### Objective
Replace "pixel coordinates" with "image coordinates" in the lines from the one containing "hose in the picture above?" through the last line, both included, changing nothing else. Return only those lines.

### Dataset records ###

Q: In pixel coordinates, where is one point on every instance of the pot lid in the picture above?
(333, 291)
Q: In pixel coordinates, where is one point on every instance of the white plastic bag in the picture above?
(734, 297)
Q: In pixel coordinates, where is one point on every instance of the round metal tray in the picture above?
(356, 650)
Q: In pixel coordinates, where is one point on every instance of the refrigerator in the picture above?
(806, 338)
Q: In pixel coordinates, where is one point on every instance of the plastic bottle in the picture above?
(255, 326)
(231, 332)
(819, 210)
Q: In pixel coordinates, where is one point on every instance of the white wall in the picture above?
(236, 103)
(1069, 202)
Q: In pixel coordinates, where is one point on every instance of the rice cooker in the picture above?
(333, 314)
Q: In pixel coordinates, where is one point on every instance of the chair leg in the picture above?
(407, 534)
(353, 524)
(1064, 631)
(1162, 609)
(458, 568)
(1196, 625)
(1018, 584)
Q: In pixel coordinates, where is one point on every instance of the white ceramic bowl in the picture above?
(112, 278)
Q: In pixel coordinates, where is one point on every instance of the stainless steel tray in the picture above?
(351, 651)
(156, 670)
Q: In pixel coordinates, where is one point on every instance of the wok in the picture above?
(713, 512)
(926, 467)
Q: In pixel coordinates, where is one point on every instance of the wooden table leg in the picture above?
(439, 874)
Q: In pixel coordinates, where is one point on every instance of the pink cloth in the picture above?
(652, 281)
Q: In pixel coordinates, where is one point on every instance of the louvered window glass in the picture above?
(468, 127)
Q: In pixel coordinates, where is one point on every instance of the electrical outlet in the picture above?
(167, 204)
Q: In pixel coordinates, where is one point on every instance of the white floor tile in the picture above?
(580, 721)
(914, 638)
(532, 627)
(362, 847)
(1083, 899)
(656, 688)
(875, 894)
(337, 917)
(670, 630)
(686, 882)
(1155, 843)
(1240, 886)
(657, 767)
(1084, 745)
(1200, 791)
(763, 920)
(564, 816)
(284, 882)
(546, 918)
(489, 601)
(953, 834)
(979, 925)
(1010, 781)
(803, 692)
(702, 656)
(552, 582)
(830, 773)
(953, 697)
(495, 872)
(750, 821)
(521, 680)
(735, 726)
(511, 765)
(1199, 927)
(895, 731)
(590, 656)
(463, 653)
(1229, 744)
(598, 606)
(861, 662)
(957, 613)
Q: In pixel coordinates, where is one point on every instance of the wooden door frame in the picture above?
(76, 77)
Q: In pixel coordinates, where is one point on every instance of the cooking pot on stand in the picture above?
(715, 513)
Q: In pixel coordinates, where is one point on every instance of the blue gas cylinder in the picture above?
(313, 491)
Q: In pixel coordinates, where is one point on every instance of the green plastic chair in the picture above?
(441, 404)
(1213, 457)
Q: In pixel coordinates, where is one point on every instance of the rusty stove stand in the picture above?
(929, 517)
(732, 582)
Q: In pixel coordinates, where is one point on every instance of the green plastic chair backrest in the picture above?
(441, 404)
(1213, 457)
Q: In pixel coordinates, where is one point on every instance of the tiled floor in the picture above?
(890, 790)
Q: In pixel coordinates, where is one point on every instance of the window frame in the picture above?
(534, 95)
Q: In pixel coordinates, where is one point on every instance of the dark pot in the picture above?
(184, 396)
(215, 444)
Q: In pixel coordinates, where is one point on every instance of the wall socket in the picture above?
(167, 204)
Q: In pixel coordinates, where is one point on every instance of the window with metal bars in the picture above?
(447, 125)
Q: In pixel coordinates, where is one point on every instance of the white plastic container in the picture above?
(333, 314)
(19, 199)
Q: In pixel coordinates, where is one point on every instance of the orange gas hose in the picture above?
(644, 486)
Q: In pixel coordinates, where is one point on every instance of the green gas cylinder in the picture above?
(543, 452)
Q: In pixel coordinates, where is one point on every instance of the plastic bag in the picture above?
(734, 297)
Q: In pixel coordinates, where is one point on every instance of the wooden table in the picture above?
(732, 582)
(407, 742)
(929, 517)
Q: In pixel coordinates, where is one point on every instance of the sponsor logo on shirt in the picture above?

###

### In response
Q: In image coordinates, where is one point on every instance of the orange gas hose in the picture above?
(644, 486)
Q: In image coordinates, where is one point on every instance of the green gas cylinder in the picture above?
(543, 452)
Q: In image coordinates, where is one point on every instance of the plastic bag in the picture above?
(734, 297)
Q: In image coordinates, where is one point on every instance of the wooden table in the picture above?
(732, 582)
(407, 742)
(929, 517)
Q: In image coordinates, where is one point on every instance of the sponsor logo on shirt in the picture above?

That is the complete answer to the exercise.